**Quoted passage**:
--------
In some embodiments, sacrificial gate structures 120 are formed over the fins 110A, 110B and over the isolation structure 115. In some embodiments, the sacrificial gate structures 120 comprise a first gate dielectric layer 125 and sacrificial gate electrodes 130. In some embodiments, the first gate dielectric layer 125 comprises a high-k dielectric material. As used herein, the term “high-k dielectric” refers to the material having a dielectric constant, k, greater than or equal to about 3.9, which is the k value of SiO₂. The material of the high-k dielectric layer may be any suitable material. Examples of the material of the high-k dielectric layer include but are not limited to Al₂O₃, HfO₂, ZrO₂, La₂O₃, TiO₂, SrTiO₃, LaAlO₃, Y₂O₃, Al₂O_xN_y, HfO_xN_y, ZrO_xN_y, La₂O_xN_y, TiO_xN_y, SrTiO_xN_y, LaAlO_xN_y, Y₂O_xN_y, SiON, SiN_x, a silicate thereof, and an alloy thereof. Each value of x is independently from 0.5 to 3, and each value of y is independently from 0 to 2.

In some embodiments, the first gate dielectric layer 125 comprises a native oxide layer formed by exposure of the semiconductor arrangement 100 to oxygen at various points in the process flow, causing the formation of silicon dioxide on exposed surfaces of the fins 110A, 110B. In some embodiments, an additional layer of dielectric material, such as a high-k dielectric material or other suitable material, is formed over the native oxide to form the first gate dielectric layer 125. According to some embodiments, the sacrificial gate structures 120 are formed by forming a layer of sacrificial material and a hard mask layer over the fins 110A, 110B and the isolation structure 115. In some embodiments, a patterning process is performed to pattern the hard mask layer corresponding to the pattern of gate structures to be formed, and an etch process is performed using the patterned hard mask layer to etch the sacrificial layer to define the sacrificial gate electrodes 130. In some embodiments, remaining portions of the hard mask layer form cap layers 135 over the sacrificial gate electrodes 130.
--------
**Records provided**:
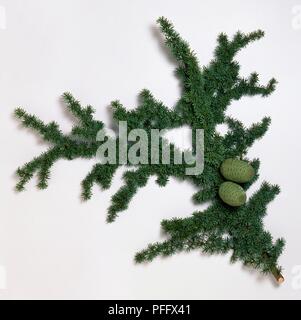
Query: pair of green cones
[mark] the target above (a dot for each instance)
(236, 171)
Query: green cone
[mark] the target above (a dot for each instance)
(232, 194)
(237, 170)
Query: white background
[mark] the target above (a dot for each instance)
(52, 246)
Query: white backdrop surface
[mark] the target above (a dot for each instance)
(53, 246)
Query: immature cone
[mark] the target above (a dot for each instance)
(237, 170)
(232, 194)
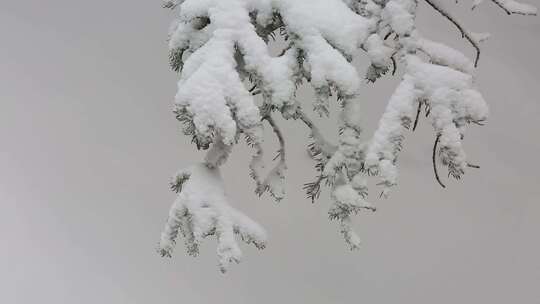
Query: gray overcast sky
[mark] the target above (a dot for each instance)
(88, 142)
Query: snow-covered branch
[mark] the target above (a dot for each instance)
(220, 48)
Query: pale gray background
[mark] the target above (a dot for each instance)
(88, 142)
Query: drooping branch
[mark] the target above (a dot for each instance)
(514, 7)
(464, 33)
(434, 160)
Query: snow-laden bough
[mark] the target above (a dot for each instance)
(230, 87)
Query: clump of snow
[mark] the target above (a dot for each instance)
(201, 210)
(220, 48)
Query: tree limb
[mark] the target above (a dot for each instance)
(464, 33)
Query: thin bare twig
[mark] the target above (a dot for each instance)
(464, 33)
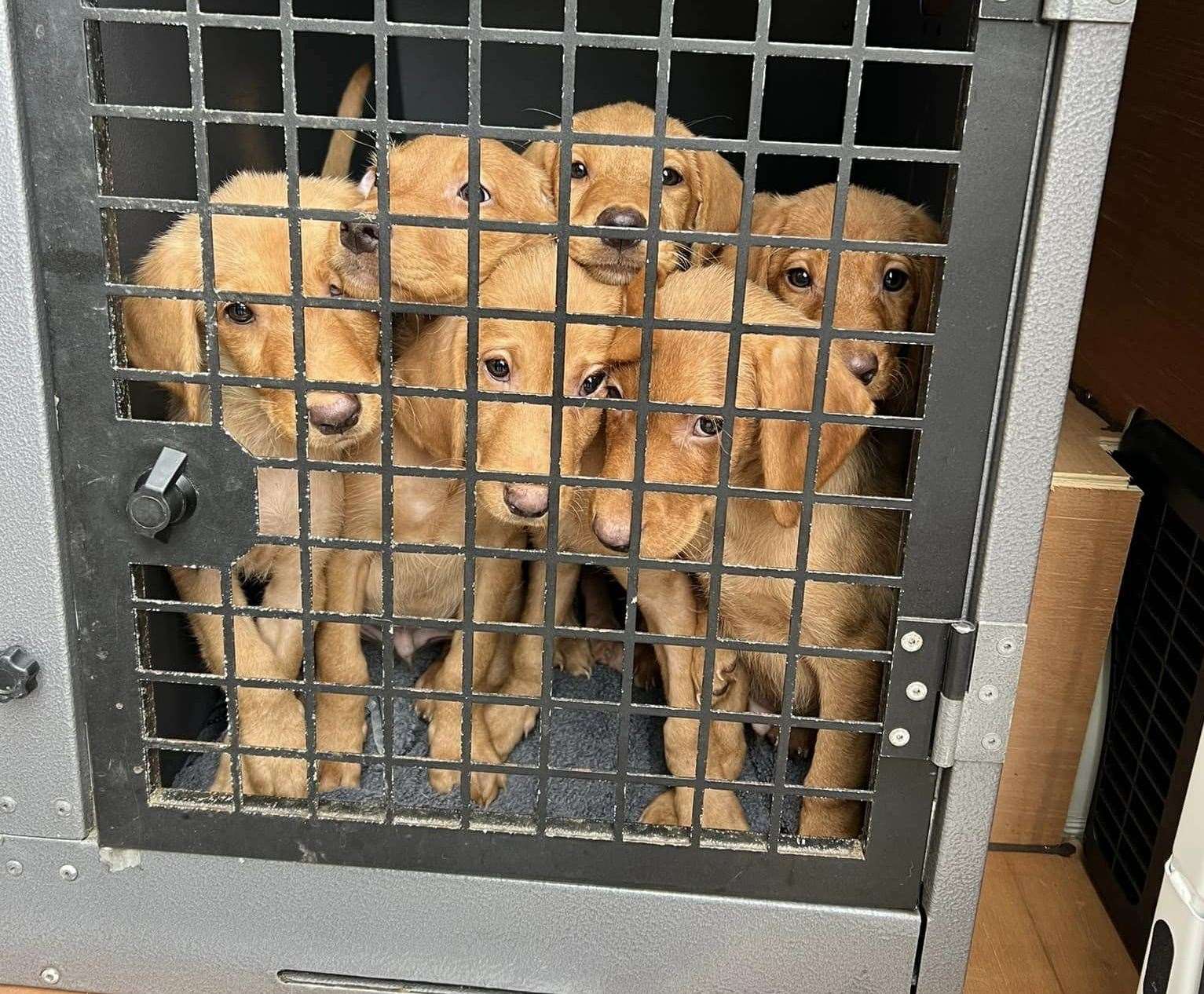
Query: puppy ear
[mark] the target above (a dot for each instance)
(784, 373)
(718, 192)
(165, 334)
(923, 228)
(436, 357)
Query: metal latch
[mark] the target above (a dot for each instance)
(18, 674)
(931, 659)
(163, 496)
(959, 664)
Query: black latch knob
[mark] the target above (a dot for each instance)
(18, 674)
(163, 496)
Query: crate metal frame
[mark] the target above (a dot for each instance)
(844, 946)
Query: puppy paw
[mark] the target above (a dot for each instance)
(824, 818)
(425, 705)
(573, 656)
(443, 781)
(646, 673)
(485, 788)
(661, 810)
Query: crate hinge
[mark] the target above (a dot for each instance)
(956, 680)
(1100, 11)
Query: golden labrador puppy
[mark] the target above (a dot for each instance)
(429, 177)
(776, 373)
(252, 255)
(878, 291)
(698, 192)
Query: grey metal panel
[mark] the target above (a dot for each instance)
(200, 924)
(1062, 235)
(1079, 133)
(40, 741)
(964, 809)
(1116, 11)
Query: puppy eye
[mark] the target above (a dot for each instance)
(497, 370)
(799, 277)
(463, 192)
(240, 313)
(591, 384)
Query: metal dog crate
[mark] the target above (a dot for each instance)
(996, 113)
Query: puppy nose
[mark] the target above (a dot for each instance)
(334, 413)
(613, 535)
(863, 366)
(526, 499)
(359, 236)
(620, 217)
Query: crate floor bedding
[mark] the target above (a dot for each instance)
(582, 739)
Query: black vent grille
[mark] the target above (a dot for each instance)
(1156, 696)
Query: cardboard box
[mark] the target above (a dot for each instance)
(1088, 530)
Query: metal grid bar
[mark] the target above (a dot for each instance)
(471, 413)
(660, 118)
(760, 49)
(734, 345)
(384, 257)
(212, 353)
(413, 129)
(296, 282)
(860, 28)
(560, 334)
(533, 36)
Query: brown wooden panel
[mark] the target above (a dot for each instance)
(1041, 930)
(1142, 337)
(1074, 594)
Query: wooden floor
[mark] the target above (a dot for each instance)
(1041, 930)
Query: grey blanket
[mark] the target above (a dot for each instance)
(582, 739)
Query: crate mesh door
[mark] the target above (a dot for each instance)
(406, 625)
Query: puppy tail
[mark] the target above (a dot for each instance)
(342, 144)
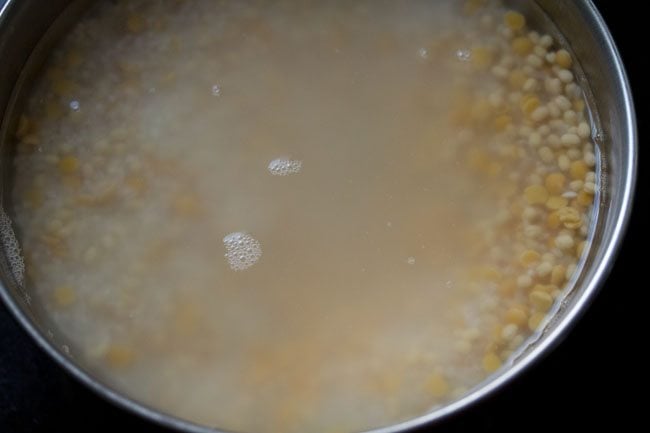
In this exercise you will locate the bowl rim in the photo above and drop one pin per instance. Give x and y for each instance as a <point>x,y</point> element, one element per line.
<point>486,388</point>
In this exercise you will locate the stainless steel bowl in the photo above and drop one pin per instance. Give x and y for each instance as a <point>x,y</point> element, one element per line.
<point>23,23</point>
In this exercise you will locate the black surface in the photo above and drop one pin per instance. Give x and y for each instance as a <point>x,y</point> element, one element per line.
<point>585,383</point>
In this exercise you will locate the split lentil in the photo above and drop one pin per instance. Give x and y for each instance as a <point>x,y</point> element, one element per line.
<point>440,189</point>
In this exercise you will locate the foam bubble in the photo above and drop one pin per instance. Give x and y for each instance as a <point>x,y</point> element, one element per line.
<point>242,250</point>
<point>11,248</point>
<point>284,166</point>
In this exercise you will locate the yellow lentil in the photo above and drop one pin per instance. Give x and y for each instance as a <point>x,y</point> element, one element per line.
<point>563,59</point>
<point>516,315</point>
<point>119,356</point>
<point>558,274</point>
<point>529,257</point>
<point>578,170</point>
<point>542,301</point>
<point>535,320</point>
<point>554,183</point>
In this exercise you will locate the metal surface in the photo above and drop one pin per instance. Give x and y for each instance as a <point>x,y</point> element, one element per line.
<point>24,22</point>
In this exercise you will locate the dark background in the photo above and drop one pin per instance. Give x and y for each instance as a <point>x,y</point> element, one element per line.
<point>586,383</point>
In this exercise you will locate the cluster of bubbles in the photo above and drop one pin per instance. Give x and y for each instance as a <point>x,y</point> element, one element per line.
<point>242,250</point>
<point>11,249</point>
<point>284,166</point>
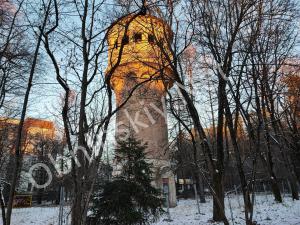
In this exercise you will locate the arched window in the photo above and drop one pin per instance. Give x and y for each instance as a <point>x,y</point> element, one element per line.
<point>125,40</point>
<point>151,39</point>
<point>137,37</point>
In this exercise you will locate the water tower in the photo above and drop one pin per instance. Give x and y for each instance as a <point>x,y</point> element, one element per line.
<point>139,72</point>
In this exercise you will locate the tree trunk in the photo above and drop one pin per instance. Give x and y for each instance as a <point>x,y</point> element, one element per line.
<point>218,200</point>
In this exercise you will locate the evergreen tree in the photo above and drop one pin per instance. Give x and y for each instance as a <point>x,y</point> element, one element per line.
<point>129,198</point>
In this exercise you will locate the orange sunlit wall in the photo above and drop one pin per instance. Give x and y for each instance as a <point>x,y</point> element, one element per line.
<point>33,128</point>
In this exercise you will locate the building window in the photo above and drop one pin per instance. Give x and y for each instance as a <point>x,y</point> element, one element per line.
<point>116,44</point>
<point>151,39</point>
<point>125,40</point>
<point>137,37</point>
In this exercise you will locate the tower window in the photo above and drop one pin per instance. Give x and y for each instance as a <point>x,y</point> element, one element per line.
<point>116,44</point>
<point>137,37</point>
<point>151,39</point>
<point>125,40</point>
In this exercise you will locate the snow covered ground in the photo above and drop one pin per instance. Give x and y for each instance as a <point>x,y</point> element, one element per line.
<point>266,213</point>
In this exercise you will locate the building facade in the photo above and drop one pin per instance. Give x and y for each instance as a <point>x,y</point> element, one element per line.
<point>140,76</point>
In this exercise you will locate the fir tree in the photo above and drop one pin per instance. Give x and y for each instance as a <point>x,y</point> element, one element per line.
<point>129,198</point>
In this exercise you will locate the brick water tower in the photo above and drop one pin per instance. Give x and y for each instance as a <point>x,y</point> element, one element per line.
<point>140,76</point>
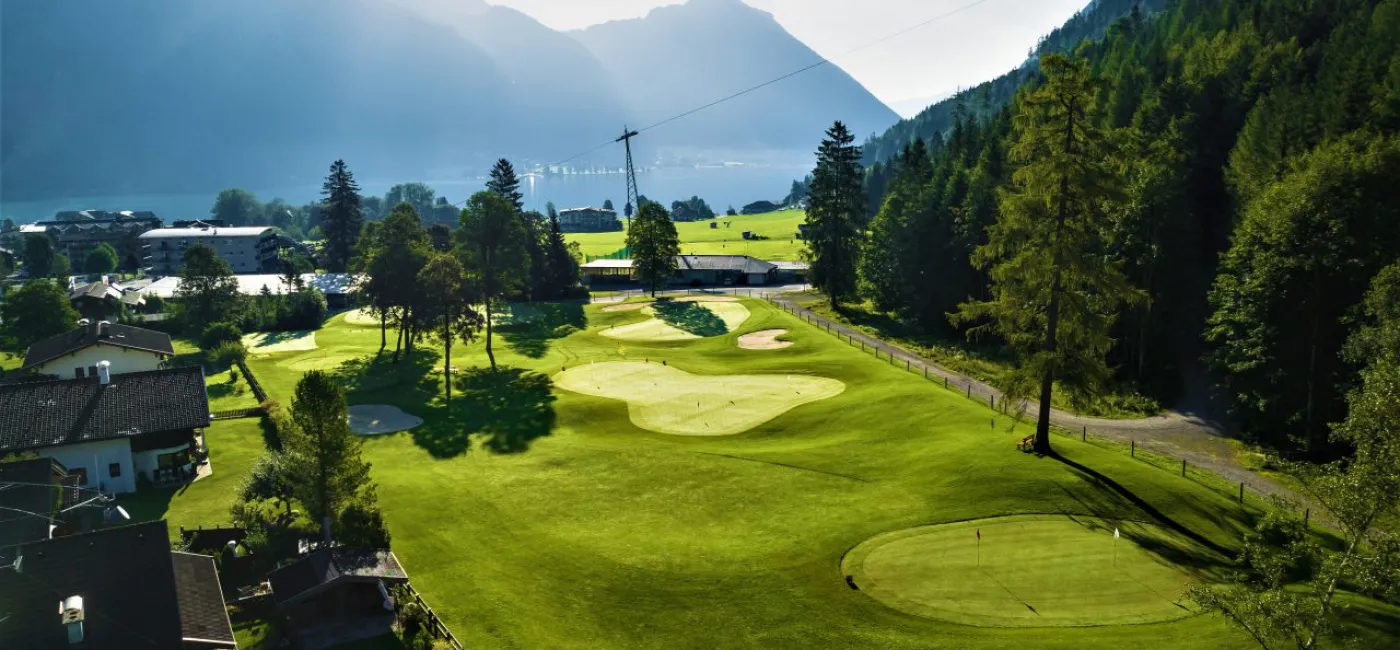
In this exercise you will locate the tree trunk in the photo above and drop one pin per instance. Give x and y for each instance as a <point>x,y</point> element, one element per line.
<point>489,353</point>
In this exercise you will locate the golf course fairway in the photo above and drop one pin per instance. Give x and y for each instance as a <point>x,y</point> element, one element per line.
<point>667,399</point>
<point>682,321</point>
<point>1031,570</point>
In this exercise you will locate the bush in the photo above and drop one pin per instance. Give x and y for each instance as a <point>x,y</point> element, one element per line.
<point>227,355</point>
<point>219,334</point>
<point>361,526</point>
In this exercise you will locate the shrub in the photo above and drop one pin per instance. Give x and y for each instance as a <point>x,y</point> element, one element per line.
<point>227,355</point>
<point>219,334</point>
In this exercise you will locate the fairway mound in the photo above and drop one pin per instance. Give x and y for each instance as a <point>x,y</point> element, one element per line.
<point>378,419</point>
<point>1031,570</point>
<point>277,342</point>
<point>765,339</point>
<point>665,399</point>
<point>686,320</point>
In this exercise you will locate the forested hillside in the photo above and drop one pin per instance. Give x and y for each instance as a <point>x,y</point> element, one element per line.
<point>989,97</point>
<point>1253,146</point>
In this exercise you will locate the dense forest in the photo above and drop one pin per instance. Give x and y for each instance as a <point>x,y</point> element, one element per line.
<point>1253,149</point>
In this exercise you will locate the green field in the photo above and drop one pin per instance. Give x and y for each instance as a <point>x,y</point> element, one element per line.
<point>699,238</point>
<point>538,516</point>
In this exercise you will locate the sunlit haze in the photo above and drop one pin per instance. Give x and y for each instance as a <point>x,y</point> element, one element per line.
<point>907,72</point>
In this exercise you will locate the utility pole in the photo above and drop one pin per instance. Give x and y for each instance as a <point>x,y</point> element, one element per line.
<point>632,175</point>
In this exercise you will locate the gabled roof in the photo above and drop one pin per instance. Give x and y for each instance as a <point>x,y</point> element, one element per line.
<point>326,568</point>
<point>46,413</point>
<point>125,577</point>
<point>83,336</point>
<point>202,612</point>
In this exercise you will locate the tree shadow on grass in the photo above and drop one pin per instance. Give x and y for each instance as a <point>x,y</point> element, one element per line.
<point>508,408</point>
<point>690,317</point>
<point>529,329</point>
<point>378,371</point>
<point>1159,517</point>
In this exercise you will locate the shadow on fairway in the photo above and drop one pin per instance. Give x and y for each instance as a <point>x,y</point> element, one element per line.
<point>378,371</point>
<point>1094,475</point>
<point>531,332</point>
<point>508,408</point>
<point>690,317</point>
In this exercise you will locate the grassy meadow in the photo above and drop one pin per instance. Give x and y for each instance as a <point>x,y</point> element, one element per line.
<point>779,230</point>
<point>534,516</point>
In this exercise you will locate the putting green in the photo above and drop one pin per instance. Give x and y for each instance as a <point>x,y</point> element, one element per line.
<point>1033,570</point>
<point>683,321</point>
<point>276,342</point>
<point>667,399</point>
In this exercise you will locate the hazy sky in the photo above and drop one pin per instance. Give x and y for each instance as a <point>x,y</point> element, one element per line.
<point>933,60</point>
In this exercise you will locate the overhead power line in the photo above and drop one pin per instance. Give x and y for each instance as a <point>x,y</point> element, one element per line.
<point>794,73</point>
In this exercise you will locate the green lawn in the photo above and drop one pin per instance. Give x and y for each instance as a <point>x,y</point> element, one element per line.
<point>779,230</point>
<point>982,362</point>
<point>531,516</point>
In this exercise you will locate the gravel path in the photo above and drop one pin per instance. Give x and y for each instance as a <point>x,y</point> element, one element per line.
<point>1199,440</point>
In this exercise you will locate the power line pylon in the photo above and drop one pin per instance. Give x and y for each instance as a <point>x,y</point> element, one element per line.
<point>632,175</point>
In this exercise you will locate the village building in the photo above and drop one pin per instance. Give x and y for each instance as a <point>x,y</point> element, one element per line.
<point>247,250</point>
<point>116,589</point>
<point>77,352</point>
<point>588,220</point>
<point>111,432</point>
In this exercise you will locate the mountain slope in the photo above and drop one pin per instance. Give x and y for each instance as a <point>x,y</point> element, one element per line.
<point>989,97</point>
<point>683,56</point>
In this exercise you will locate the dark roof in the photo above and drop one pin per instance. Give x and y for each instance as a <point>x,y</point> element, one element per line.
<point>741,264</point>
<point>80,338</point>
<point>326,568</point>
<point>45,413</point>
<point>202,612</point>
<point>125,577</point>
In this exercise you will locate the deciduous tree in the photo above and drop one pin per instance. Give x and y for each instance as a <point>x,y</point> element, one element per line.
<point>493,251</point>
<point>654,247</point>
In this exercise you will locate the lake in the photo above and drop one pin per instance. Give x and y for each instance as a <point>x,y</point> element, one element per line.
<point>721,187</point>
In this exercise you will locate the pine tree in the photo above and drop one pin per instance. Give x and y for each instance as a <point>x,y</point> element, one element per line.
<point>654,245</point>
<point>322,457</point>
<point>506,184</point>
<point>836,216</point>
<point>493,252</point>
<point>340,216</point>
<point>1054,293</point>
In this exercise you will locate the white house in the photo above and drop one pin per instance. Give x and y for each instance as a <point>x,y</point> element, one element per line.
<point>111,427</point>
<point>76,353</point>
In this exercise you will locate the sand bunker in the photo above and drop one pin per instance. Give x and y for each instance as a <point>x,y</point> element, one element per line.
<point>766,339</point>
<point>328,362</point>
<point>683,321</point>
<point>277,342</point>
<point>665,399</point>
<point>377,419</point>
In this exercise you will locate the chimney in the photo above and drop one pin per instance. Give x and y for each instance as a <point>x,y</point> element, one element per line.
<point>70,611</point>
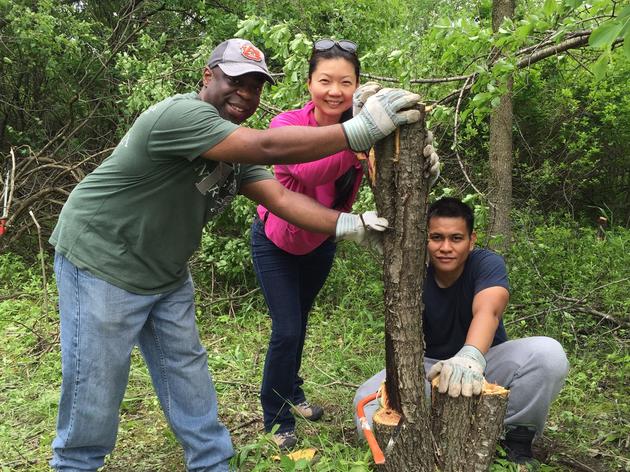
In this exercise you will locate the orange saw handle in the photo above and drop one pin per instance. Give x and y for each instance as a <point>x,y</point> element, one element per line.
<point>377,453</point>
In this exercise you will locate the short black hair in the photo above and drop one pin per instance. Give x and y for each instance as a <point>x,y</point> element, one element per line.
<point>451,207</point>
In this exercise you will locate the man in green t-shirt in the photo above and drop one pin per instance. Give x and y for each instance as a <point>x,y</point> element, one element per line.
<point>127,231</point>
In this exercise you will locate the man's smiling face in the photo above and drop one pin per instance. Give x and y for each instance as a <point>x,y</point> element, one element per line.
<point>449,245</point>
<point>236,98</point>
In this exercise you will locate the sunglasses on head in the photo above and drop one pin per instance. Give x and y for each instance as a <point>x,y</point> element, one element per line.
<point>326,44</point>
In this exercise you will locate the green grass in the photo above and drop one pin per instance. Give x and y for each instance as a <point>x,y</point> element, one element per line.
<point>588,424</point>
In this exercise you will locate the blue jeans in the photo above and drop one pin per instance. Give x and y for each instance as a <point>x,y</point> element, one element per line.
<point>289,284</point>
<point>100,325</point>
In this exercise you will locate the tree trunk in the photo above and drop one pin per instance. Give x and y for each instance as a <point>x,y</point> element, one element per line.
<point>500,183</point>
<point>454,434</point>
<point>466,429</point>
<point>401,196</point>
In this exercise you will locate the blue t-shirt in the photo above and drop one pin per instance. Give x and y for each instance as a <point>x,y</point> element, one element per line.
<point>448,311</point>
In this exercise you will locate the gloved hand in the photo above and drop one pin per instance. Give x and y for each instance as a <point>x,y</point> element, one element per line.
<point>361,94</point>
<point>432,163</point>
<point>379,116</point>
<point>462,373</point>
<point>366,229</point>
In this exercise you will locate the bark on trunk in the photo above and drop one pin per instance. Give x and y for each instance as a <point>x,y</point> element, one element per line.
<point>459,434</point>
<point>466,429</point>
<point>500,183</point>
<point>401,196</point>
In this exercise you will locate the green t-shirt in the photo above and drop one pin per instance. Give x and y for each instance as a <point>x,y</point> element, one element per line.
<point>136,220</point>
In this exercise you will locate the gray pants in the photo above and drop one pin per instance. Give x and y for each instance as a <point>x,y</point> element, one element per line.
<point>533,369</point>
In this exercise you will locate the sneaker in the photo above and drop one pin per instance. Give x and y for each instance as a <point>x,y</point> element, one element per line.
<point>518,444</point>
<point>285,440</point>
<point>308,411</point>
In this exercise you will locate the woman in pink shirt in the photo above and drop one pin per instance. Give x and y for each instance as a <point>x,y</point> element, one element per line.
<point>292,264</point>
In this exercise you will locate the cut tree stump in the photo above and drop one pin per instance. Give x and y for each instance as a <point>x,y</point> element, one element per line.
<point>465,429</point>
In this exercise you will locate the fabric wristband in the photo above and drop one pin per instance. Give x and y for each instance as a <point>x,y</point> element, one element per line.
<point>357,134</point>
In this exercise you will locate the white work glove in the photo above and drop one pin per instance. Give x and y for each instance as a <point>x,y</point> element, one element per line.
<point>432,163</point>
<point>462,373</point>
<point>366,229</point>
<point>380,115</point>
<point>361,94</point>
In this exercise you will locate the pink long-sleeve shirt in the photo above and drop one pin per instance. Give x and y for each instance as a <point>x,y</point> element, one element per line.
<point>315,179</point>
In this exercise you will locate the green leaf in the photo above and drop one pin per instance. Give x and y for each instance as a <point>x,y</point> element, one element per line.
<point>604,36</point>
<point>550,7</point>
<point>600,66</point>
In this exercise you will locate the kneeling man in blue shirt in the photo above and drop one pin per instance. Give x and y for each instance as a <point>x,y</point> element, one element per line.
<point>465,294</point>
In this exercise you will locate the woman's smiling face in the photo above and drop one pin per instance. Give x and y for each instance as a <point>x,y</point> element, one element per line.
<point>331,86</point>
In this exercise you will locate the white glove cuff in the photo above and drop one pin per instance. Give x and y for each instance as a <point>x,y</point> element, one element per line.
<point>471,352</point>
<point>347,224</point>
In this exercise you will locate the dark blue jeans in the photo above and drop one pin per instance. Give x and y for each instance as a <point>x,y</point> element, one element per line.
<point>289,284</point>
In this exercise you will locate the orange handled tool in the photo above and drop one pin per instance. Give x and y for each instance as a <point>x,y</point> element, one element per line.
<point>379,457</point>
<point>5,206</point>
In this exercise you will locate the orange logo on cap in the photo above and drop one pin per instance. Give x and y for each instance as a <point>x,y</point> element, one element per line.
<point>251,52</point>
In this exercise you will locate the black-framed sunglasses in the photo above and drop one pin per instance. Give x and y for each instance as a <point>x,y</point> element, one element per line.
<point>327,43</point>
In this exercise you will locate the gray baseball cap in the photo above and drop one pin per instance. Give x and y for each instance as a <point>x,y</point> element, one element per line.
<point>237,57</point>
--------
**Exercise objective**: List every part in the passage on sacrificial gate structures that has a reference number, with its number. The records play no part in what follows.

**Problem solution**:
- semiconductor arrangement 100
- fins 110A, 110B
- isolation structure 115
- sacrificial gate structures 120
- first gate dielectric layer 125
- sacrificial gate electrodes 130
- cap layers 135